Italy has confirmed that it will shut all schools from Thursday for 10 days as it battles to contain the coronavirus outbreak.
All schools and universities are to close until 15 March, officials said.
A total of 107 people have now been killed by the coronavirus in Italy, which has the most serious outbreak in Europe.
Prime Minister Giuseppe Conte said the country's health service risked being overwhelmed.
Most of the more than 3,000 cases are in the north but others have been confirmed in 19 of Italy's 20 regions.
Globally about 3,200 people have died and more than 90,000 have been infected, the vast majority in China, where the virus emerged late last year.
The World Health Organization has so far stopped short of declaring a pandemic - an epidemic spreading across the world through local transmission - but on Wednesday Germany's health minister said the coronavirus now met the definition.
"The situation is changing very quickly... What's clear is that we have not yet reached the peak of the outbreak," Jens Spahn said.
Confirmed cases have been reported in 81 countries, with Italy, Iran and South Korea emerging as hotspots outside China.

━━━━━━━━━━━━━━━━

#### Prompt 1
List every country named in the news report about Italy closing its schools.
#### Prompt 2
Answer these questions using the news report about Italy closing its schools:
(a) Until what date will schools and universities stay closed?
(b) How many people have been killed by the coronavirus in Italy?
(c) In how many countries have confirmed cases been reported?

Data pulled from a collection
━━━━━━━━━━━━━━━━

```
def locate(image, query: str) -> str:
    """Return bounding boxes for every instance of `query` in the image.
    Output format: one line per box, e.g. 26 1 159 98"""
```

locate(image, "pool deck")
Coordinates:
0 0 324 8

━━━━━━━━━━━━━━━━

#### Answer section 1
Italy
China
Germany
Iran
South Korea

#### Answer section 2
(a) 15 March
(b) 107
(c) 81